出題 A
「郷愁」という文章で、昔の自分が1つのことのために作っていたと書かれているものは何か。
出題 B
「郷愁」という文章を、最後の一文の後から書き継いでください。

郷愁

今までどうやって生きてきたんだっけな。
全部ひっくるめて、成長した気もするんだよ。
でも、細かいところを考えてみると
ダメになったところとか。
なくしたこととか。
気づかなくなったこととか。
いっぱいあるんじゃないかなって思う。
 
なんだか、たくさんの人に助けられてきたね。
たくさん心配かけたな。
大きくはなったけど。
まだ、そのへんは変わらない。
 
 
昔はとってもガムシャラだったな。
一生懸命で。
1つのことしか見えてなかった。
その1つのことのために、計画表なんか作ってさ。
ウーンってうなりながら。
自分の理想に向かってがんばってて。
その先には、ぼんやりと、
理想の自分が待ってるんだなって。
漠然と信じてた。
 
大人になった自分なんて想像もできなくて。
今の延長が大人なんだって、
そんな当たり前のことすら分からなかった。
 
 
不思議だね。
今は、想像だにしなかった大人になった自分でいるんだ。
誰かが魔法をかけて時間を早送りにしたみたいに。
今の自分の位置すら、信じられないよ。
 
私は私で。考え方も昔とあまり変わらないまま。
私は私で生きている。
感じている。
周りの人みたいに社会人の気分で愚痴ったりはできない。
だから、なんだか置いてかれているような気がするよ。
私はまだ甘ったれのままで。
それでいいのかなって思う。
でも、いきなり大人なんてなれないし。
私の考えてる大人になんて一生なれないのかもしれないし。
うーん。
よく分からないね。
 
でも1つだけ変わったことはあるよ。

提供資料
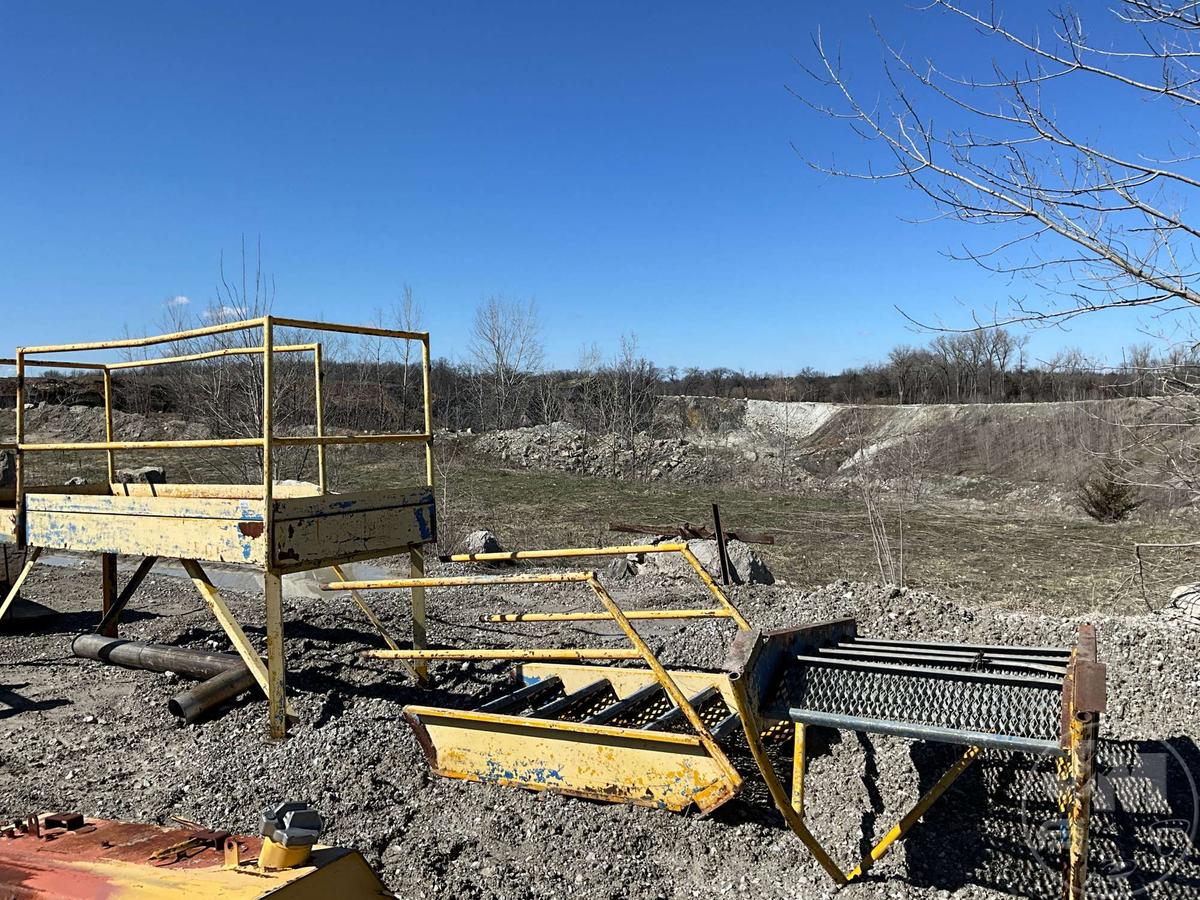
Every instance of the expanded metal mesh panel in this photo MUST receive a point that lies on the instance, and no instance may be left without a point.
(1011, 709)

解答 A
計画表。

解答 B
子供の頃よりもずっと、優しくなれた。
人を好きになれるようになったよ。
それだけはホント。
 
だんだんと角がとれて、まぁるくなっているのかな。
 
 
それでも時々、帰りたくなるよ。
 
もう1度、もうなくなってしまった学校に行きたくなる。
休み時間になると、校庭のブランコに走っていって、
隣のクラスに取られないようにするの。
授業の終わりがけには走る準備して、
ダッシュで行くんだよ。
勝利した心地よさの中、友達と2人乗り。
馬鹿だったな。

今はもうないけど。

他の学校と合併して、あの学校はなくなってしまった。

引越しもして、思い出の場所は見ることもできない。
卒業してから遊びに行った三宅先生も、
知ってる人はもう、あそこにはいないんだ。
誰もいない。
学校がないんだから、
当たり前だけど。
 
花の蜜をあげていた孔雀ももういないね。
鍵をかけ忘れて、孔雀は校舎の上に飛んで逃げたよね。
先生たちが必死になって網で捕まえた。

図工の時間は宍道湖の絵を描いたな。
弟と一緒に表彰されたりしてさ。
でも、自分では全然納得いかない出来で。
きっと、転校生だからサービスしてくれたんだな。
でも、絵が飾られたあの教室も、もうない。

バレー部でさ、サーブだけは上手くて。
試合で1度だけ出してもらったな。
でも、線をこしちゃいけないって緊張してたから。
取りやすい下手なサーブになっちゃった。
もう、汗を吸い込んだ体育館もないけど。
 
思い出は頭には残っているけど。
だんだんと薄れていって。
時が経つにつれて、思い出す場所すらなくなって。
風化していく。
 
時々懐かしみたくなるのは、
やっぱり年をとったからかな。
大人になったからかな。
 
今まで会った人、皆と
また会える日が来ればいいな。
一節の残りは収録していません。